- [To do] Give again, unaltered, the lines of the listing below that run from the line having "TARGET = white line on road" through the line having "TARGET = person standing".

- [Recorded information]

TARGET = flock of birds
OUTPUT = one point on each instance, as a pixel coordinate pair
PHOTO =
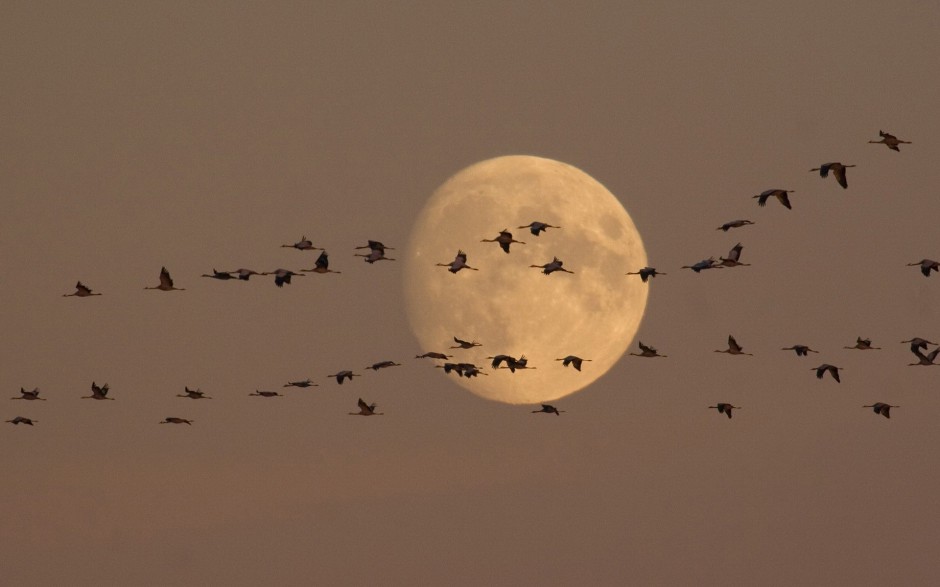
(377, 252)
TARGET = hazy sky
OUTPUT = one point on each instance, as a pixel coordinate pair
(201, 135)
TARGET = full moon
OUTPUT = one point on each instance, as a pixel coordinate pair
(510, 307)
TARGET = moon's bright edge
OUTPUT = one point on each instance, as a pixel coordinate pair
(510, 307)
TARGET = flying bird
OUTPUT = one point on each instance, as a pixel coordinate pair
(166, 282)
(882, 408)
(536, 227)
(305, 383)
(837, 169)
(733, 348)
(926, 266)
(98, 392)
(734, 224)
(555, 265)
(433, 355)
(193, 393)
(465, 344)
(29, 395)
(548, 409)
(890, 141)
(927, 359)
(724, 408)
(704, 264)
(863, 344)
(821, 370)
(366, 409)
(781, 195)
(342, 375)
(81, 291)
(282, 276)
(504, 239)
(266, 393)
(304, 244)
(646, 273)
(322, 265)
(459, 262)
(383, 365)
(572, 360)
(647, 351)
(733, 255)
(801, 349)
(220, 275)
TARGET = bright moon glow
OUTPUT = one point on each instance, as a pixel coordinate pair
(510, 307)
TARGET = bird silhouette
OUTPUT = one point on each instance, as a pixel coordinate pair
(174, 420)
(572, 360)
(724, 408)
(304, 244)
(555, 265)
(504, 239)
(459, 262)
(734, 224)
(781, 195)
(81, 291)
(98, 392)
(837, 169)
(801, 349)
(890, 141)
(646, 273)
(733, 348)
(536, 227)
(647, 351)
(322, 265)
(548, 409)
(366, 409)
(29, 395)
(926, 266)
(166, 282)
(822, 369)
(882, 408)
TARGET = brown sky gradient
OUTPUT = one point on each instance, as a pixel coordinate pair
(205, 136)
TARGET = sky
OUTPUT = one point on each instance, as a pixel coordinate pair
(200, 136)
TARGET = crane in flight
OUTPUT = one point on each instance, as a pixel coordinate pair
(536, 227)
(166, 282)
(81, 291)
(890, 141)
(837, 169)
(459, 262)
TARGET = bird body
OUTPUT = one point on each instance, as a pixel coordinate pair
(81, 291)
(837, 169)
(166, 282)
(536, 227)
(724, 408)
(734, 224)
(646, 273)
(781, 195)
(504, 239)
(890, 141)
(29, 395)
(366, 409)
(882, 409)
(548, 409)
(572, 360)
(555, 265)
(459, 262)
(733, 348)
(822, 369)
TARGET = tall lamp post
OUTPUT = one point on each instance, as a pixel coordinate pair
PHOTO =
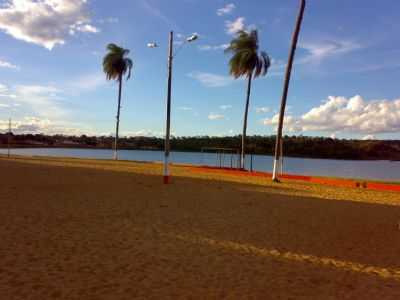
(171, 56)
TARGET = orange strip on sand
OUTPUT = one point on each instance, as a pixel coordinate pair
(319, 180)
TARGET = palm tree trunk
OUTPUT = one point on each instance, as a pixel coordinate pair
(118, 113)
(246, 112)
(286, 88)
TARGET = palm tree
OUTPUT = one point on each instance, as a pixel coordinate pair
(115, 65)
(247, 61)
(289, 66)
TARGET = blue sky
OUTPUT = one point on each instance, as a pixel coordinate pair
(344, 83)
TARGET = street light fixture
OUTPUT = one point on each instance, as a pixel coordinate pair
(171, 55)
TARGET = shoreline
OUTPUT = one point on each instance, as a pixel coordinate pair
(4, 147)
(95, 229)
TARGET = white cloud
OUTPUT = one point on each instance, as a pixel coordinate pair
(111, 20)
(232, 27)
(369, 137)
(213, 116)
(215, 47)
(43, 125)
(3, 88)
(44, 101)
(261, 110)
(185, 108)
(211, 80)
(351, 115)
(227, 9)
(6, 64)
(143, 132)
(320, 50)
(45, 22)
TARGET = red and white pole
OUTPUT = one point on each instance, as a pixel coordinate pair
(168, 124)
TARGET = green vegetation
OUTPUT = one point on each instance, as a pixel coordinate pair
(115, 66)
(246, 61)
(300, 146)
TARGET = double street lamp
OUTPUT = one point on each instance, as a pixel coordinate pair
(171, 56)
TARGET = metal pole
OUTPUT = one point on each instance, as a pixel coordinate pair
(167, 128)
(295, 38)
(281, 163)
(9, 137)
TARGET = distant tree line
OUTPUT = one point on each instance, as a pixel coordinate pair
(295, 146)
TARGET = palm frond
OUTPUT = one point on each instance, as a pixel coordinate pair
(115, 62)
(245, 58)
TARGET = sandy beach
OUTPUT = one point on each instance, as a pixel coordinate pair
(81, 229)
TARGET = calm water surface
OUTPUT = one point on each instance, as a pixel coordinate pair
(383, 170)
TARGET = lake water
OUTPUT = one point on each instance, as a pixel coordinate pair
(382, 170)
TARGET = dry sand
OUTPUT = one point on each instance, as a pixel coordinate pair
(73, 229)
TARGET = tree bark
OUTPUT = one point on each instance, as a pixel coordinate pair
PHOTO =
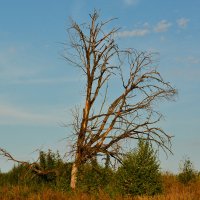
(74, 176)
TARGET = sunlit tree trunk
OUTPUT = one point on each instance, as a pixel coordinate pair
(74, 174)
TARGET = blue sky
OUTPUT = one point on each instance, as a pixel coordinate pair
(38, 88)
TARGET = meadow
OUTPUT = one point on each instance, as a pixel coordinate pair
(173, 190)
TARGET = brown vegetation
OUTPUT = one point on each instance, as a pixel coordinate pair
(173, 190)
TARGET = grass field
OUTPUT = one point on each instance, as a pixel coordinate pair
(173, 190)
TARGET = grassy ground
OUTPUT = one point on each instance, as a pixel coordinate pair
(173, 190)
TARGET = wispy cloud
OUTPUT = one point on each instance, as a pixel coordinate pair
(134, 33)
(189, 59)
(131, 2)
(182, 22)
(162, 26)
(10, 115)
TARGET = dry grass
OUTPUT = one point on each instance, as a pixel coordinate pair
(173, 191)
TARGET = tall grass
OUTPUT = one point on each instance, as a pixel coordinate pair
(173, 190)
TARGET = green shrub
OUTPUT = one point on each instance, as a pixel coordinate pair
(187, 173)
(94, 177)
(139, 173)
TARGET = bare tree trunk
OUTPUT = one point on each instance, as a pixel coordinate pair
(74, 173)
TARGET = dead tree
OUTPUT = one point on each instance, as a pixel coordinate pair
(102, 125)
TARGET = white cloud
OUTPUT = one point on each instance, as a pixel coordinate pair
(182, 22)
(134, 33)
(10, 114)
(162, 26)
(188, 59)
(131, 2)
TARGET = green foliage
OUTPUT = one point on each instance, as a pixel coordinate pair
(187, 173)
(139, 173)
(93, 177)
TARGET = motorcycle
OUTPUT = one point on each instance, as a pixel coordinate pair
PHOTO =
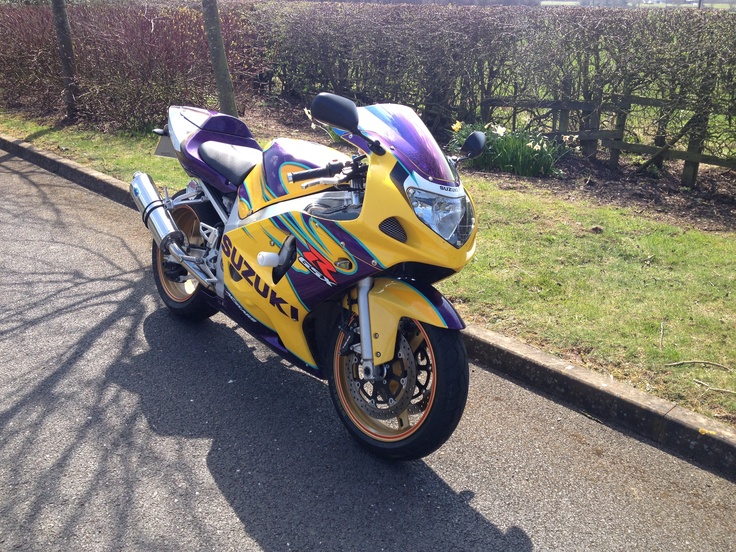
(326, 258)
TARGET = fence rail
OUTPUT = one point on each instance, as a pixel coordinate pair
(593, 137)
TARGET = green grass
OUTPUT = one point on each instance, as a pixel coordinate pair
(607, 288)
(117, 155)
(604, 287)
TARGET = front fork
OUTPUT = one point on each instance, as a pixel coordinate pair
(366, 338)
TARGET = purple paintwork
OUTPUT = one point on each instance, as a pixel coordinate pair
(218, 128)
(399, 127)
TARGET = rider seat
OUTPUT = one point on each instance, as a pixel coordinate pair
(232, 162)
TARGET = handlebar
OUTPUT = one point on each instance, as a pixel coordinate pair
(331, 169)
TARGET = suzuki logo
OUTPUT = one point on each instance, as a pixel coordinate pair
(241, 267)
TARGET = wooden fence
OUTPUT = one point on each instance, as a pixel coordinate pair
(592, 137)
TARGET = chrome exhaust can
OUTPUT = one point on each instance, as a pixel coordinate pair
(155, 215)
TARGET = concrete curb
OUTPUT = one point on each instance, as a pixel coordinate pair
(706, 442)
(696, 438)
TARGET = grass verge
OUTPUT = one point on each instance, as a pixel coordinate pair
(604, 287)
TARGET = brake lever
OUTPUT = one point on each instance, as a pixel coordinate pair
(332, 181)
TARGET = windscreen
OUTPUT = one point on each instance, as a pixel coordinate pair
(400, 128)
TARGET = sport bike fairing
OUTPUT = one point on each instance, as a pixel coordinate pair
(328, 250)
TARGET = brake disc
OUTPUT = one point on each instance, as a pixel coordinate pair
(390, 396)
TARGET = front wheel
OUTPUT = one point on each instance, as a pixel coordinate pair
(417, 403)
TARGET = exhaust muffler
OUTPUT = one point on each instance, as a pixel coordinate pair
(155, 215)
(167, 235)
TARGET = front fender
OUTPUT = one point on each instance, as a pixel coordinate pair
(390, 300)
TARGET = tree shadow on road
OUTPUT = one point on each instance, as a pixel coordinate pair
(280, 456)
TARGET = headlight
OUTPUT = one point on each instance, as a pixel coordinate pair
(451, 217)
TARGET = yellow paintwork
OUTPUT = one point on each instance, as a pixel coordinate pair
(277, 306)
(388, 302)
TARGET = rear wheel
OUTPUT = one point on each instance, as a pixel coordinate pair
(182, 294)
(416, 405)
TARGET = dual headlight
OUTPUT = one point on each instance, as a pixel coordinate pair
(448, 212)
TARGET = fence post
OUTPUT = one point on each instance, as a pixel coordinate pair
(591, 121)
(695, 145)
(623, 106)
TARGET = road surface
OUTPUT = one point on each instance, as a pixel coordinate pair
(123, 428)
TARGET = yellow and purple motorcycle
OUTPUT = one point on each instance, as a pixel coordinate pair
(328, 259)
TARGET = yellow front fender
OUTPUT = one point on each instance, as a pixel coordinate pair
(391, 300)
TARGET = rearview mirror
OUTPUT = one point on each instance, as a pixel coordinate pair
(474, 144)
(335, 111)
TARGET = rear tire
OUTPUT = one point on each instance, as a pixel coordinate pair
(187, 298)
(416, 407)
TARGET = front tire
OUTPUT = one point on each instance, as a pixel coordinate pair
(184, 296)
(417, 405)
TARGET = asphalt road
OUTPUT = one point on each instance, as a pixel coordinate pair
(123, 428)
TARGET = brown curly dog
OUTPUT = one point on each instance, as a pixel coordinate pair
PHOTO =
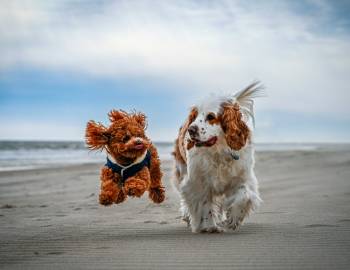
(133, 165)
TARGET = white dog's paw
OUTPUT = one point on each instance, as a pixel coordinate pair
(235, 216)
(213, 229)
(187, 220)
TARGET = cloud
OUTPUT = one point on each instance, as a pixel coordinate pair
(299, 51)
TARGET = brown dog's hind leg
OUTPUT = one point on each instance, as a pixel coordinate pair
(137, 185)
(156, 191)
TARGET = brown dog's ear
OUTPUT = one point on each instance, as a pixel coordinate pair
(96, 135)
(236, 130)
(140, 118)
(115, 115)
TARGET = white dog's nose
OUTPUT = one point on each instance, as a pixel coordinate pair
(193, 131)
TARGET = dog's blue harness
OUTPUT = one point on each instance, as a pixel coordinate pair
(127, 171)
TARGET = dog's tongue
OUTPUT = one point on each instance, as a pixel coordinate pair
(207, 143)
(138, 146)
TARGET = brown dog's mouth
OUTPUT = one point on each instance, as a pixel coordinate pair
(139, 147)
(207, 143)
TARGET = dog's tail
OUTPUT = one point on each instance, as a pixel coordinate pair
(245, 99)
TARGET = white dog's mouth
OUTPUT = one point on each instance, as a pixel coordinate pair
(207, 143)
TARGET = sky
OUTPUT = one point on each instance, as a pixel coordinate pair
(63, 63)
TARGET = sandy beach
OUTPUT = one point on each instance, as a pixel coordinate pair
(51, 219)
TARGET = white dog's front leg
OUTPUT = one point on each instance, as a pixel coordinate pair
(238, 205)
(184, 211)
(192, 202)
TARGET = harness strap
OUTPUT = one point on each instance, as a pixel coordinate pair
(127, 171)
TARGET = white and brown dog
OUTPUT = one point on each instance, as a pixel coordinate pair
(214, 162)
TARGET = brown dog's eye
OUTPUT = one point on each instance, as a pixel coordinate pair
(210, 117)
(126, 138)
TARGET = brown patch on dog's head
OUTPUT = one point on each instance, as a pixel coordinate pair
(236, 131)
(212, 119)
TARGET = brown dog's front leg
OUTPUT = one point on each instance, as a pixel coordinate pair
(110, 191)
(156, 191)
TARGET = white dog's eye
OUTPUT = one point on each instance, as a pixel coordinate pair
(210, 117)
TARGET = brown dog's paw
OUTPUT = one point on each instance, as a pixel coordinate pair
(157, 195)
(105, 199)
(121, 197)
(135, 187)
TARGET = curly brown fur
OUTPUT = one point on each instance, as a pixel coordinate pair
(125, 141)
(236, 131)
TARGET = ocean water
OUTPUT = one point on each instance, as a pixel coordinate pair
(20, 155)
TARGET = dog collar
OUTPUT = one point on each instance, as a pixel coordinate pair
(127, 171)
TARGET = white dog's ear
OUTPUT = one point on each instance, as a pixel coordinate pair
(236, 131)
(192, 116)
(245, 99)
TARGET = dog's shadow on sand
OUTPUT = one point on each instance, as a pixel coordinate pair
(181, 230)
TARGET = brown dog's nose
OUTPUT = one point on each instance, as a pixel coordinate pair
(138, 142)
(193, 131)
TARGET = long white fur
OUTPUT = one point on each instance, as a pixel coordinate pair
(218, 192)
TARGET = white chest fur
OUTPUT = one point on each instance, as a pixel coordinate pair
(215, 168)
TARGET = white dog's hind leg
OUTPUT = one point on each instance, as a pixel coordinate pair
(185, 215)
(238, 205)
(208, 223)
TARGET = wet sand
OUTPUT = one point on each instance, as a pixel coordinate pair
(51, 219)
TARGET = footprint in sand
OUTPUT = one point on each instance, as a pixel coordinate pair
(319, 225)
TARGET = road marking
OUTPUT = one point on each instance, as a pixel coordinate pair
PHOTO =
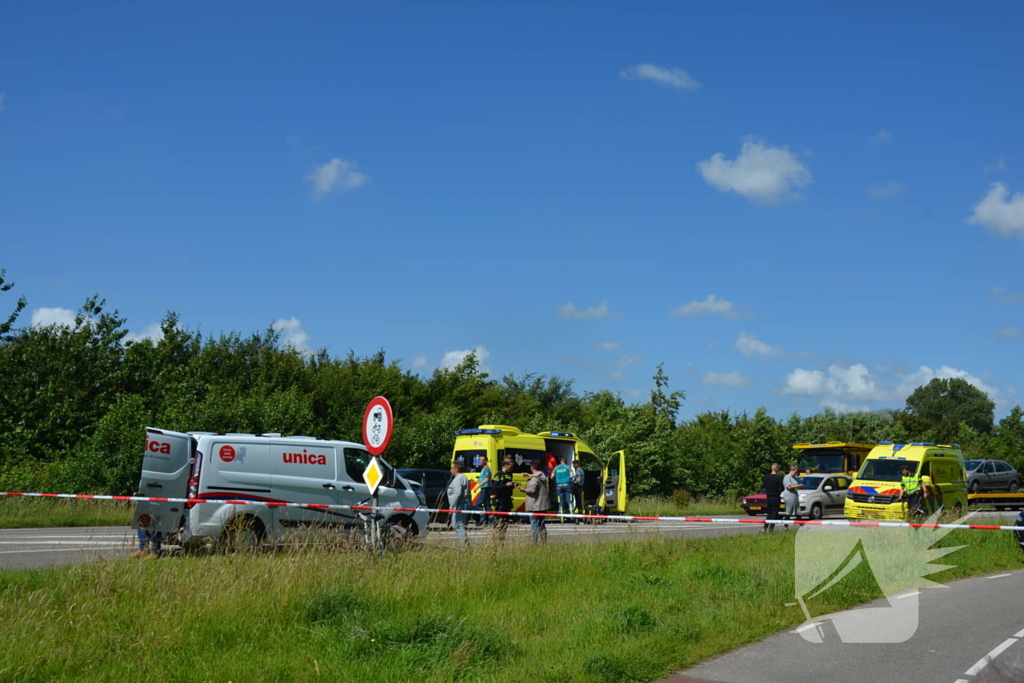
(983, 662)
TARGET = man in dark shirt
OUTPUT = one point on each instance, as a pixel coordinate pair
(773, 488)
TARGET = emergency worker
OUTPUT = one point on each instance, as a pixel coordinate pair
(912, 489)
(563, 485)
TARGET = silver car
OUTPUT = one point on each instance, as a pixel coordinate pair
(823, 495)
(990, 475)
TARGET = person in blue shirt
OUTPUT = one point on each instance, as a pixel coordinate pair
(484, 484)
(563, 485)
(578, 481)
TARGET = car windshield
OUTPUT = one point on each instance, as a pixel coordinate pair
(885, 470)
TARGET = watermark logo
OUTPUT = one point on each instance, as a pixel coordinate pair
(897, 558)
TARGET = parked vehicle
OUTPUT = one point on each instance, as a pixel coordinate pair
(267, 468)
(433, 485)
(991, 475)
(876, 491)
(833, 458)
(604, 480)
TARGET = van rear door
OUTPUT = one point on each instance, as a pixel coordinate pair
(166, 466)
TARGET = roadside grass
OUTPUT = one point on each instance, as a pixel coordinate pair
(17, 512)
(619, 611)
(658, 506)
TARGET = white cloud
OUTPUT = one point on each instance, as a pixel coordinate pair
(892, 188)
(570, 312)
(710, 306)
(336, 174)
(153, 332)
(670, 77)
(998, 214)
(453, 358)
(882, 136)
(842, 386)
(733, 379)
(762, 174)
(44, 317)
(292, 333)
(840, 407)
(749, 345)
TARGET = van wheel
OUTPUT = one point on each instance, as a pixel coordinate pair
(243, 535)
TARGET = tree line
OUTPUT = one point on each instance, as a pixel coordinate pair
(76, 398)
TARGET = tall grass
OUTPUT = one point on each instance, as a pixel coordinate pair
(617, 611)
(18, 512)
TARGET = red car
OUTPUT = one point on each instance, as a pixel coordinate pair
(757, 504)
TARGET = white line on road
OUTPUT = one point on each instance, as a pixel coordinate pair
(983, 662)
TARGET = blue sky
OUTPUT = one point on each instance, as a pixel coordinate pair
(790, 207)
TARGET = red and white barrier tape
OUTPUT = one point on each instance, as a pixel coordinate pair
(624, 518)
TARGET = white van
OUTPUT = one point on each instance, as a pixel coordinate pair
(269, 468)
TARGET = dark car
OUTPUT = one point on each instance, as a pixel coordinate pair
(433, 485)
(990, 475)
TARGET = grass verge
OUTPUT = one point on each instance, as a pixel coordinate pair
(621, 611)
(17, 512)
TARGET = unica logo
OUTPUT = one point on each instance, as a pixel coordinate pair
(304, 458)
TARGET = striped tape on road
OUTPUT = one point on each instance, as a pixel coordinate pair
(554, 515)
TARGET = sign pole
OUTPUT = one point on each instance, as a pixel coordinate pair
(378, 424)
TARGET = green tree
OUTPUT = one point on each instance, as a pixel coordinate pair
(7, 325)
(947, 402)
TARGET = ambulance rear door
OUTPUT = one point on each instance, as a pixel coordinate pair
(166, 467)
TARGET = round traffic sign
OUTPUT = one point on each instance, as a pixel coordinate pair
(378, 423)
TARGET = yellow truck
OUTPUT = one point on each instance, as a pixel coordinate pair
(877, 489)
(604, 480)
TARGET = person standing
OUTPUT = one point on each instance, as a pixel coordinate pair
(773, 489)
(538, 501)
(458, 500)
(790, 496)
(484, 491)
(502, 489)
(563, 485)
(579, 475)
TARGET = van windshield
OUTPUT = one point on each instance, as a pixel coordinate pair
(885, 470)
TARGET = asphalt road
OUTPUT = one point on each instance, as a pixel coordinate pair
(968, 632)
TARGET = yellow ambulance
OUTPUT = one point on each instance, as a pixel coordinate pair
(604, 480)
(876, 491)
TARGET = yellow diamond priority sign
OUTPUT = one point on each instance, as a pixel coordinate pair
(373, 475)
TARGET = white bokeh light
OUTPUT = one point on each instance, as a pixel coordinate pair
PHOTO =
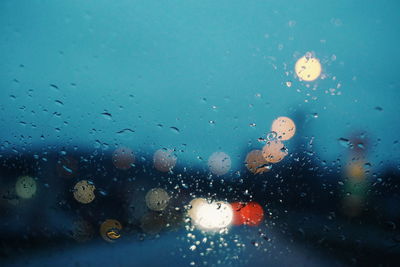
(211, 216)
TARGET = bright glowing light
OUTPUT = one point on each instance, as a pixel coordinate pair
(25, 187)
(211, 216)
(284, 128)
(157, 199)
(274, 151)
(219, 163)
(308, 68)
(256, 163)
(84, 192)
(164, 160)
(123, 158)
(110, 230)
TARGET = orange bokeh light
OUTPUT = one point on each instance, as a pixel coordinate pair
(251, 214)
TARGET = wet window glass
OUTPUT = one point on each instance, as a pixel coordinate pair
(199, 133)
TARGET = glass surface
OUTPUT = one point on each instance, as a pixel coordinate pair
(199, 133)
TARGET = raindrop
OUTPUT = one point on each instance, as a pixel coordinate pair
(271, 136)
(107, 115)
(174, 129)
(344, 142)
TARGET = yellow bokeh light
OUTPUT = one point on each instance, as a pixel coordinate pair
(308, 68)
(84, 192)
(110, 230)
(284, 128)
(25, 187)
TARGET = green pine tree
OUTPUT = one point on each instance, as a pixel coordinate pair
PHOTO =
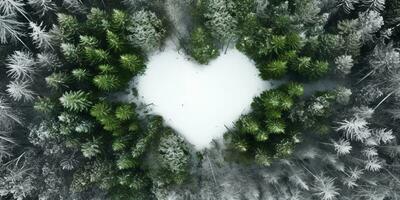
(76, 100)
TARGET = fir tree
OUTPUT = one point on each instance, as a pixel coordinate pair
(106, 82)
(202, 48)
(76, 100)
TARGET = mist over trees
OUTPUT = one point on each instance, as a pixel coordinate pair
(63, 135)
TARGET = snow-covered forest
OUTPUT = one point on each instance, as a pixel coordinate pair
(92, 105)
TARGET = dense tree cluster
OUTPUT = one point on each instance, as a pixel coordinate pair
(65, 134)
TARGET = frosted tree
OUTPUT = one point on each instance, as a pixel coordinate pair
(10, 29)
(370, 22)
(41, 38)
(325, 188)
(6, 145)
(342, 147)
(47, 60)
(8, 115)
(74, 6)
(76, 100)
(219, 19)
(17, 180)
(347, 5)
(377, 5)
(21, 65)
(147, 30)
(20, 91)
(356, 128)
(344, 64)
(9, 7)
(42, 6)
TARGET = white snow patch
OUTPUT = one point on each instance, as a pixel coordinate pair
(200, 101)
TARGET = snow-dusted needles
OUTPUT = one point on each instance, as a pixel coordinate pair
(199, 101)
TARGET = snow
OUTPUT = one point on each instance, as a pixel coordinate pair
(200, 101)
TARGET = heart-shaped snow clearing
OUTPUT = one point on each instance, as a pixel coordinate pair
(200, 101)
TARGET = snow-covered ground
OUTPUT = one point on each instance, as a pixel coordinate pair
(200, 101)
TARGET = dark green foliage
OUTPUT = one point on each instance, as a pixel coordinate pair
(106, 82)
(114, 41)
(173, 155)
(76, 101)
(132, 63)
(44, 105)
(274, 70)
(202, 48)
(310, 70)
(69, 26)
(125, 112)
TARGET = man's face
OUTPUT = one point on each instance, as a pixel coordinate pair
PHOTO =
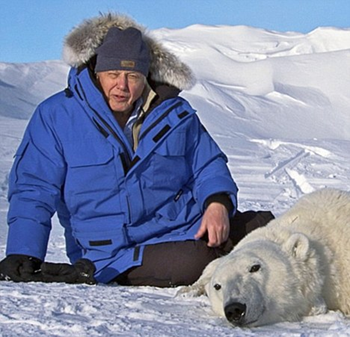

- [Written response]
TARGET = white line on road
OUTPUT = one point on each instance, as a pixel coordinate pair
(983, 662)
TARGET = blue sky
OUTPUT = one point on each instance, as a pixel coordinate pair
(790, 207)
TARGET = red and white barrier tape
OUTPUT = one point on each instance, as a pixel coordinate pair
(624, 518)
TARGET = white van
OUTPUT = one point on each instance, as a pixel coordinate pair
(269, 468)
TARGET = dark car
OUTPUT = one point on each instance, as a pixel coordinate pair
(433, 485)
(990, 475)
TARGET = grass verge
OUTPUT = one point on each instance, as a pixel coordinate pair
(621, 611)
(17, 512)
TARGET = unica logo
OUTPUT = one point on each instance, as a pixel coordinate pair
(304, 458)
TARGET = striped tape on road
OUTPUT = one point on each instance, as a pixel coordinate pair
(554, 515)
TARGET = sign pole
OUTPUT = one point on each instance, as a pixel coordinate pair
(378, 424)
TARGET = green tree
OUTPUT = one point on each instance, as a pixel coordinate pair
(7, 325)
(947, 402)
TARGET = ambulance rear door
OUTPUT = one point on each instance, as a pixel coordinate pair
(166, 467)
TARGET = round traffic sign
OUTPUT = one point on each instance, as a pixel coordinate pair
(378, 423)
TARGET = yellow truck
OUTPUT = one point on each instance, as a pixel coordinate pair
(877, 489)
(604, 480)
TARGET = person standing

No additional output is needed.